• _TO BE DONE_
Rewrite the lines below, changing every occurrence of "simplified polygon" to "basic polygon" and keeping everything else the same. Omit the pictures from your answer.

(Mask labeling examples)

════════════════

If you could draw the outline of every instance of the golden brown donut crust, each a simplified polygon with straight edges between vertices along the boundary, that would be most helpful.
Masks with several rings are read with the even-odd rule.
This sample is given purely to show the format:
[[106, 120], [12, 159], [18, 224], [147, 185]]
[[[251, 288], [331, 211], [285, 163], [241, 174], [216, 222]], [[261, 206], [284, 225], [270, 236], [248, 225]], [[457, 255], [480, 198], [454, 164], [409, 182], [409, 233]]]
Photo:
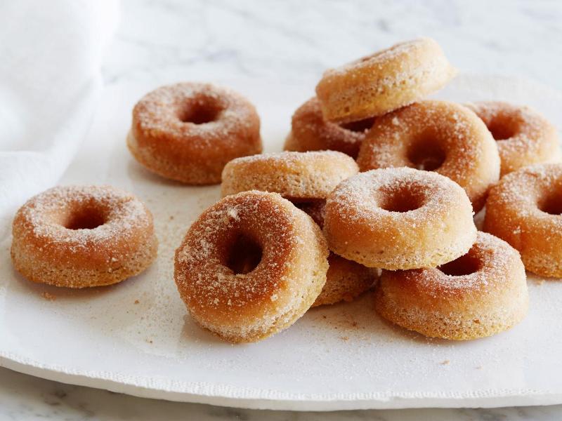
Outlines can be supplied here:
[[374, 121], [367, 119], [341, 125], [327, 121], [322, 115], [318, 98], [314, 97], [294, 112], [284, 149], [299, 152], [332, 150], [357, 158], [361, 142]]
[[393, 323], [455, 340], [506, 330], [525, 317], [528, 307], [519, 253], [484, 232], [467, 254], [440, 268], [384, 270], [375, 298], [377, 311]]
[[69, 288], [110, 285], [156, 258], [152, 216], [110, 186], [50, 189], [27, 201], [13, 223], [12, 262], [34, 282]]
[[376, 269], [366, 267], [330, 253], [326, 283], [312, 307], [353, 301], [371, 288], [377, 278]]
[[420, 101], [377, 119], [357, 162], [362, 171], [434, 171], [464, 189], [475, 212], [499, 177], [497, 147], [485, 125], [468, 108], [447, 101]]
[[[256, 248], [259, 263], [246, 265]], [[327, 256], [322, 232], [304, 212], [277, 194], [244, 192], [193, 223], [176, 252], [174, 279], [200, 325], [233, 342], [254, 342], [312, 305], [326, 281]]]
[[500, 176], [533, 163], [560, 161], [556, 129], [536, 111], [499, 101], [466, 106], [482, 119], [497, 142]]
[[434, 267], [464, 254], [476, 236], [463, 189], [436, 173], [398, 168], [360, 173], [326, 201], [331, 250], [369, 267]]
[[358, 171], [353, 158], [335, 151], [244, 156], [225, 166], [222, 195], [256, 189], [294, 201], [326, 199], [341, 180]]
[[261, 152], [259, 127], [254, 105], [233, 91], [176, 83], [137, 102], [127, 146], [137, 161], [162, 177], [217, 184], [227, 162]]
[[502, 178], [486, 202], [484, 230], [521, 254], [527, 270], [562, 277], [562, 164], [535, 164]]
[[326, 71], [316, 95], [326, 120], [356, 121], [419, 100], [456, 73], [439, 44], [421, 38]]

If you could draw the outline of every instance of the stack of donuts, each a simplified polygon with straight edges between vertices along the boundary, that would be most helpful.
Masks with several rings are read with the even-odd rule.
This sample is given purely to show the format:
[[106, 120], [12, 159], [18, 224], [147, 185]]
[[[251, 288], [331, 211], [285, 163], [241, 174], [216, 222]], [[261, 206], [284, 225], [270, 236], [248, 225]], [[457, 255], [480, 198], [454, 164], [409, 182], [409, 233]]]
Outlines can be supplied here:
[[[526, 107], [424, 99], [455, 74], [427, 38], [329, 69], [293, 115], [285, 151], [270, 154], [255, 108], [229, 89], [183, 83], [142, 98], [127, 136], [138, 162], [222, 183], [175, 255], [195, 321], [253, 342], [374, 288], [380, 316], [429, 337], [520, 322], [525, 269], [562, 277], [556, 131]], [[48, 190], [13, 222], [14, 265], [36, 282], [114, 283], [157, 248], [150, 211], [110, 187]]]

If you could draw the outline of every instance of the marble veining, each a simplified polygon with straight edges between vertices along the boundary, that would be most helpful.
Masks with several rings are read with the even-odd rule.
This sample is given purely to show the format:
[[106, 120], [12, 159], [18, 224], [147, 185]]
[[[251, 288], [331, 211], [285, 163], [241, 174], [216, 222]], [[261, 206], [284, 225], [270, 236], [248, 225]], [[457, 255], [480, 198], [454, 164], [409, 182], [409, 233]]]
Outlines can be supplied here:
[[[306, 81], [323, 69], [420, 35], [465, 72], [562, 89], [562, 4], [455, 0], [124, 1], [103, 68], [107, 85], [143, 79]], [[259, 411], [142, 399], [0, 368], [0, 420], [558, 420], [562, 406], [335, 413]]]

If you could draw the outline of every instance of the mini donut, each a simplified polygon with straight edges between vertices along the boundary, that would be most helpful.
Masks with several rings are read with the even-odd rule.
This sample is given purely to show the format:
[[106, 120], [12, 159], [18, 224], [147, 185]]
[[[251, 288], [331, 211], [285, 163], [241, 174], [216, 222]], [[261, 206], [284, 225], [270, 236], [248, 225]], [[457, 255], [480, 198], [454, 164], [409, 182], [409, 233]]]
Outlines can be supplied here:
[[521, 253], [527, 270], [562, 277], [562, 164], [509, 173], [492, 188], [484, 231]]
[[426, 336], [466, 340], [507, 330], [525, 317], [527, 282], [519, 253], [478, 232], [468, 253], [438, 268], [382, 272], [377, 312]]
[[299, 152], [329, 149], [357, 158], [361, 142], [373, 121], [374, 119], [366, 119], [341, 125], [327, 121], [315, 97], [294, 112], [284, 149]]
[[326, 201], [329, 249], [369, 267], [435, 267], [476, 237], [464, 191], [436, 173], [385, 168], [342, 182]]
[[158, 241], [152, 215], [110, 186], [50, 189], [15, 214], [11, 257], [27, 279], [68, 288], [121, 282], [148, 267]]
[[357, 121], [419, 100], [456, 74], [439, 44], [421, 38], [327, 70], [316, 95], [326, 120]]
[[373, 285], [375, 271], [333, 253], [328, 256], [326, 283], [312, 307], [353, 301]]
[[377, 119], [357, 159], [362, 171], [409, 166], [434, 171], [466, 192], [475, 212], [499, 177], [496, 142], [471, 110], [420, 101]]
[[318, 226], [276, 193], [244, 192], [203, 212], [176, 251], [174, 279], [193, 319], [233, 342], [293, 324], [326, 281]]
[[189, 185], [217, 184], [227, 162], [261, 152], [259, 117], [246, 98], [226, 88], [162, 86], [135, 105], [127, 146], [159, 175]]
[[466, 104], [497, 142], [501, 175], [533, 163], [560, 161], [556, 128], [528, 107], [483, 101]]
[[223, 171], [223, 196], [261, 190], [292, 201], [326, 199], [359, 168], [353, 158], [335, 151], [278, 152], [233, 159]]

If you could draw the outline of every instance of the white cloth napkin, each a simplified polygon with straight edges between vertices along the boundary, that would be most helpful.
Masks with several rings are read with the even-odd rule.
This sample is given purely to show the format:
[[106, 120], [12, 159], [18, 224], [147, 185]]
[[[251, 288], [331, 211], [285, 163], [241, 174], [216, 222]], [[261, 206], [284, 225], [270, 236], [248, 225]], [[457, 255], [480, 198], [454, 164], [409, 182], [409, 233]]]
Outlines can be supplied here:
[[0, 2], [0, 239], [78, 149], [118, 17], [113, 0]]

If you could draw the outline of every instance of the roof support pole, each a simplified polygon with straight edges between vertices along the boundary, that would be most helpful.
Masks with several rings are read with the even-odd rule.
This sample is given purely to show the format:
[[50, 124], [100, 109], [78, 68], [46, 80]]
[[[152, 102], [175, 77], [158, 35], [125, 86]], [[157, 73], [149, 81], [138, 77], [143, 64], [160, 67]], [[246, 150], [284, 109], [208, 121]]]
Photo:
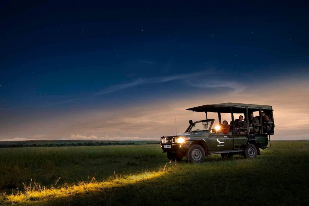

════════════════

• _TASK OUTPUT_
If you could draw the outline of every instance of the golden brown donut crust, each a basic polygon with straight edges between vertices along the boundary, that would be most helpful.
Masks with several rings are read with the even-odd rule.
This sample is given purely to show the format:
[[106, 120], [12, 159], [18, 224], [147, 185]]
[[[251, 288], [331, 211], [285, 163], [241, 174], [216, 222]], [[261, 206], [284, 225], [270, 236], [248, 225]], [[457, 255], [480, 198], [454, 164], [409, 182], [409, 233]]]
Photo:
Outlines can be supplied here:
[[374, 121], [367, 119], [341, 125], [327, 121], [322, 115], [318, 98], [314, 97], [294, 112], [284, 149], [299, 152], [332, 150], [357, 158], [361, 142]]
[[393, 323], [455, 340], [506, 330], [525, 317], [528, 307], [519, 253], [484, 232], [467, 254], [440, 268], [384, 270], [375, 298], [377, 311]]
[[69, 288], [110, 285], [156, 258], [152, 216], [110, 186], [50, 189], [27, 201], [13, 223], [12, 262], [34, 282]]
[[376, 269], [366, 267], [330, 253], [326, 283], [312, 307], [353, 301], [371, 288], [377, 278]]
[[420, 101], [377, 119], [357, 162], [362, 171], [434, 171], [464, 189], [475, 212], [499, 177], [497, 147], [485, 125], [468, 108], [447, 101]]
[[[256, 248], [259, 263], [246, 265]], [[327, 256], [322, 232], [304, 212], [277, 194], [244, 192], [193, 223], [176, 252], [174, 279], [200, 325], [233, 342], [254, 342], [312, 305], [326, 281]]]
[[500, 176], [533, 163], [560, 161], [556, 129], [536, 111], [499, 101], [466, 106], [482, 119], [497, 142]]
[[434, 267], [464, 254], [476, 236], [463, 189], [436, 173], [398, 168], [360, 173], [326, 201], [331, 250], [369, 267]]
[[358, 171], [353, 158], [335, 151], [244, 156], [225, 166], [222, 195], [256, 189], [294, 201], [326, 199], [341, 180]]
[[261, 152], [259, 127], [254, 105], [233, 91], [176, 83], [137, 102], [127, 146], [137, 161], [162, 177], [217, 184], [227, 162]]
[[502, 178], [486, 202], [484, 230], [521, 254], [527, 270], [562, 277], [562, 164], [535, 164]]
[[326, 71], [316, 95], [326, 120], [356, 121], [419, 100], [456, 73], [439, 44], [421, 38]]

If you could draw the outline of every instance of the stack of donuts, each a basic polygon with straight edges between vertices along the boundary, that would be most helpful.
Masks with several rings are read with the even-odd rule.
This sample is given purely to show the format:
[[106, 120], [12, 159], [18, 224], [147, 185]]
[[[251, 288], [331, 211], [285, 163], [241, 174], [216, 222]], [[261, 206], [284, 225], [270, 236], [248, 225]], [[457, 255], [480, 198], [454, 164], [409, 182], [409, 233]]]
Outlines can be supplied here:
[[[526, 107], [424, 99], [455, 74], [427, 38], [329, 69], [293, 115], [285, 151], [270, 154], [255, 108], [229, 89], [183, 83], [142, 98], [127, 136], [138, 162], [222, 183], [175, 255], [195, 321], [253, 342], [374, 288], [380, 316], [429, 337], [520, 322], [525, 269], [562, 277], [556, 131]], [[48, 190], [13, 222], [14, 265], [36, 282], [114, 283], [157, 248], [150, 211], [110, 187]]]

If you could draw the outline of every instance of the marble veining, each a basic polygon with straight edges between vertices along the boundary, that would be most helpful.
Masks with several rings are read with the even-odd rule.
This sample is given purely to show the format:
[[106, 120], [12, 159], [18, 224], [147, 185]]
[[[251, 288], [331, 211], [285, 163], [241, 174], [216, 222]], [[261, 206], [284, 225], [270, 236], [248, 225]], [[457, 255], [480, 198], [454, 164], [409, 182], [409, 233]]]
Outlines can be supplied here:
[[[306, 81], [323, 69], [420, 35], [465, 72], [562, 89], [562, 4], [455, 0], [124, 1], [103, 68], [107, 85], [143, 79]], [[259, 411], [142, 399], [0, 368], [0, 420], [558, 420], [562, 406], [335, 413]]]

If you could draw the outline of every instance of the mini donut, each a basic polygon with straight edges between vertices along the boundary, that would be most helpful.
Masks with several rings are read with the even-odd rule.
This sample is given purely to show the format:
[[106, 120], [12, 159], [18, 224], [147, 185]]
[[[251, 288], [331, 211], [285, 163], [241, 174], [216, 222]], [[261, 206], [284, 225], [270, 236], [248, 225]], [[457, 255], [480, 198], [454, 164], [409, 182], [409, 233]]]
Outlines can be supplied here:
[[521, 253], [527, 270], [562, 277], [562, 164], [509, 173], [492, 188], [484, 231]]
[[426, 336], [466, 340], [507, 330], [525, 317], [527, 282], [519, 253], [478, 232], [468, 253], [438, 268], [382, 272], [377, 312]]
[[299, 152], [329, 149], [357, 158], [361, 142], [373, 121], [374, 119], [366, 119], [341, 125], [327, 121], [315, 97], [294, 112], [284, 149]]
[[326, 201], [329, 249], [369, 267], [435, 267], [476, 237], [464, 191], [436, 173], [385, 168], [342, 182]]
[[158, 241], [152, 215], [110, 186], [50, 189], [15, 214], [11, 257], [27, 279], [68, 288], [121, 282], [148, 267]]
[[357, 121], [419, 100], [456, 74], [439, 44], [421, 38], [327, 70], [316, 95], [326, 120]]
[[373, 285], [375, 271], [333, 253], [328, 256], [326, 283], [312, 307], [353, 301]]
[[377, 119], [357, 159], [362, 171], [409, 166], [434, 171], [466, 192], [475, 212], [499, 177], [496, 142], [471, 110], [420, 101]]
[[318, 226], [276, 193], [244, 192], [203, 212], [176, 251], [174, 279], [193, 319], [233, 342], [293, 324], [326, 281]]
[[189, 185], [217, 184], [227, 162], [261, 152], [259, 117], [246, 98], [226, 88], [162, 86], [135, 105], [127, 146], [159, 175]]
[[466, 104], [497, 142], [501, 175], [533, 163], [560, 161], [556, 128], [528, 107], [483, 101]]
[[223, 171], [223, 196], [261, 190], [292, 201], [326, 199], [359, 168], [353, 158], [335, 151], [278, 152], [233, 159]]

If you could draw the outline of every instance of the white cloth napkin, each a basic polygon with straight edges between vertices along the boundary, that would be most helpful.
Masks with several rings are read with the even-odd rule.
This sample is given purely to show the format:
[[106, 120], [12, 159], [18, 224], [147, 185]]
[[[251, 288], [331, 211], [285, 163], [241, 174], [216, 222]], [[261, 206], [284, 225], [270, 236], [248, 225]], [[457, 255], [480, 198], [454, 164], [409, 182], [409, 233]]]
Outlines can be supplied here:
[[0, 2], [0, 239], [78, 149], [118, 17], [113, 0]]

If you could draw the outline of every instance of the roof support pole, each a basic polygon with straight edges between vertices along the boundary, that would be most helpful.
Masks with several rings are read with the even-odd rule.
This sample is given purely to show the format:
[[50, 124], [100, 109], [78, 68], [46, 80]]
[[[152, 102], [175, 77], [158, 35], [125, 86]], [[157, 73], [149, 81], [138, 77], [143, 64], [160, 67]], [[246, 150], [284, 109], [208, 121]]]
Photo:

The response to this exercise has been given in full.